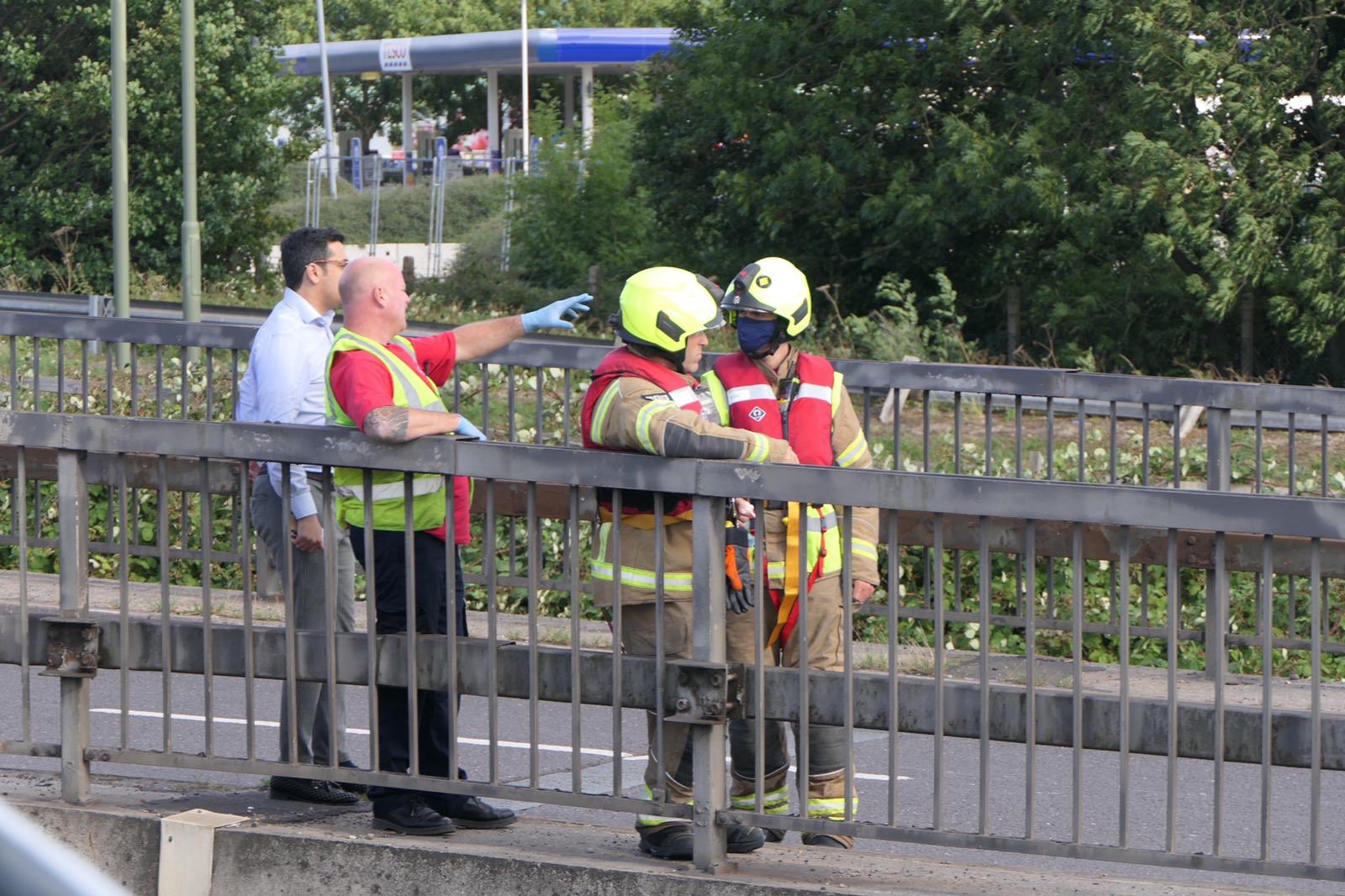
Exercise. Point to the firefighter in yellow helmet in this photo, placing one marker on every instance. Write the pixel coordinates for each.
(773, 389)
(645, 398)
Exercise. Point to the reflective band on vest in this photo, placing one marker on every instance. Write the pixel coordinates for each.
(388, 498)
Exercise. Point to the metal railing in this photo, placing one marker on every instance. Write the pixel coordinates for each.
(945, 767)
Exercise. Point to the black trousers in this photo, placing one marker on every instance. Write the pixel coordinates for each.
(435, 717)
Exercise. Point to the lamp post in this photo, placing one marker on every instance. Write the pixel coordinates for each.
(190, 224)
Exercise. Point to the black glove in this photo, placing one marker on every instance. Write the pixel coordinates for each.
(737, 569)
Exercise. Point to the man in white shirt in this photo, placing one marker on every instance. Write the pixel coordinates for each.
(287, 382)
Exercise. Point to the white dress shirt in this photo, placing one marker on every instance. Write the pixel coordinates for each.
(287, 382)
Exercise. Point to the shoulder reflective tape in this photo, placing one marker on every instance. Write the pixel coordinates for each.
(813, 390)
(685, 396)
(393, 490)
(604, 405)
(759, 392)
(853, 451)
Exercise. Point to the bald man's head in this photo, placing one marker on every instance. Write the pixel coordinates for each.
(373, 298)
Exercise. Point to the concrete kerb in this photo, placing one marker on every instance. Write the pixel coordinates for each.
(298, 849)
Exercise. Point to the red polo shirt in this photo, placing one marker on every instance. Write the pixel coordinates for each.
(361, 382)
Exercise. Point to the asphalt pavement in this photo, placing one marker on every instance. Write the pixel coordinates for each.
(514, 762)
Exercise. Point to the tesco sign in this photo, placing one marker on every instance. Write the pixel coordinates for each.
(394, 54)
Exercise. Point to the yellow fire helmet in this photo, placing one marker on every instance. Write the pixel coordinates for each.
(661, 307)
(775, 287)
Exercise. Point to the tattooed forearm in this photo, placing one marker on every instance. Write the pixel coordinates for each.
(388, 424)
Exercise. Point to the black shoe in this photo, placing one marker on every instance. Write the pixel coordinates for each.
(826, 840)
(350, 788)
(414, 818)
(669, 841)
(311, 791)
(474, 813)
(744, 838)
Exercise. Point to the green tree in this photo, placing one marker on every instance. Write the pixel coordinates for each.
(1048, 158)
(55, 150)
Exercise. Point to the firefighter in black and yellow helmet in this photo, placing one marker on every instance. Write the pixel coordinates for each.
(645, 398)
(773, 389)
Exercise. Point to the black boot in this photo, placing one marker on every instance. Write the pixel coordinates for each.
(669, 841)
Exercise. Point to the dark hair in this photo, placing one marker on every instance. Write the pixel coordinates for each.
(303, 248)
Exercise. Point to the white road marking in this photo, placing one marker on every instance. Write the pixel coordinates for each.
(471, 741)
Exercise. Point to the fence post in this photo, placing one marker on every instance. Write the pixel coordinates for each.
(708, 645)
(1217, 478)
(73, 499)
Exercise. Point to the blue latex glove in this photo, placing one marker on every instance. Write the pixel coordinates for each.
(467, 430)
(557, 315)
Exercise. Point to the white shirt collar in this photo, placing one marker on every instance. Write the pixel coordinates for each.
(304, 309)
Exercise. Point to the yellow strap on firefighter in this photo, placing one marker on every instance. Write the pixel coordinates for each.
(793, 532)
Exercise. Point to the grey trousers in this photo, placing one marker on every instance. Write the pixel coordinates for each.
(316, 705)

##########

* Your task *
What's needed is an exact copy of every entry, minus the pictures.

* Answer to this problem *
Exercise. Point to the firefighter in yellow helmet in this photo, placing one marker on every instance. Write the pixel coordinates for each.
(773, 389)
(645, 398)
Exercise. Point to the reflective band on vest in this photo, placing one marker on every instance. Write the pixel coordinates for each.
(388, 498)
Exercise. Point to the metal railing in this photo, placing one marker on every instance. Write the pixel coordinates for each.
(945, 767)
Exercise. Point to the black trousers in this photo, placing one marker on every instance. Write the pixel coordinates for each.
(435, 717)
Exercise. Point to the lamp post in this photo, placing one marker on every instance. Write the pixel coordinates for each.
(190, 224)
Exercise. Point to the black glove in this photo, placing one marker on every instance. Write the pixel coordinates for each.
(737, 569)
Exercise. Point to the man in white shirt in this photo, placing one marker on every instance. Write the pixel coordinates for each.
(287, 382)
Exercise. Point to the white dress shirt in this photo, placing one marker on every instance. Write the pixel coordinates for each.
(287, 382)
Exercise. Point to the shoulder reflective tape in this photo, placing one marker on every instance. Write the pixel coordinates for each.
(813, 390)
(685, 396)
(393, 490)
(604, 405)
(759, 392)
(853, 451)
Exercise. Point to the bald man's head in this photo, placing one marker on every instance. Write the pixel coordinates for each.
(373, 298)
Exercise. Point to the concrete kerb in this photo, placing one marker on every instance. Write the pixel coordinates for each.
(298, 849)
Exercise. Point to the red polo shirt in this photo, placing one marker on every instance. Write the pixel coordinates for each.
(361, 382)
Exercise. Point to the asphalt pavement in this photo, placing one marker on every instance. Write the pixel coordinates for each.
(514, 762)
Exercise. Point to the tesco sign in this photo, placing one marker on every instance. Write the pixel coordinates for each.
(394, 54)
Exercise. Point to the yellow fire helmet in this photo, placing one marker on every instance. Write the pixel coordinates for each.
(661, 307)
(775, 287)
Exercise. Point to the tattooed forearm in this photo, placing one marker on every instance. Write the pixel coordinates for each.
(388, 424)
Exercise. Point to the black shoe in this photo, placing one marker on every instance. Write the pixel coordinates for each.
(826, 840)
(350, 788)
(414, 818)
(669, 841)
(311, 791)
(474, 813)
(744, 838)
Exercise. Point to the green tree in this photo, placing one marker on every instance. Write the pixel coordinates for each.
(1048, 158)
(55, 150)
Exercise. Point to the firefighter in black and yellow helmet in this photo, placing one marker on every instance. Write the pixel coordinates for each.
(645, 398)
(773, 389)
Exercise. Point to the black boot in this photo, placing one marker on every instance. Write the pixel coordinates for each.
(669, 841)
Exercise. Point to the dark hair in this photo, placing one marker on every instance. Write the pixel coordinates for each.
(303, 248)
Exercise. Point to the white road marking in this photo, placing one marker on every instance. Write the pixel coordinates for each.
(471, 741)
Exercise. Point to the fence post in this photo, placing one marker on every instance. Write the pixel coordinates for each.
(708, 645)
(1217, 478)
(73, 499)
Exercise. Point to the blue latex glove in this photo, placing one marker on every instance. Write the pixel coordinates for each.
(467, 430)
(557, 315)
Exercise. Point to the white shirt collar in this photo, placing one marker on every instance. Write the pixel coordinates for each.
(304, 309)
Exercise. Point to the yellow strap on firefighter in this photo, placing one marker on every instance. Write the pixel coordinates for each.
(793, 532)
Exercise. Point to the grey trousers in this photo, placing one marker on every instance. Write the pixel coordinates for each.
(316, 705)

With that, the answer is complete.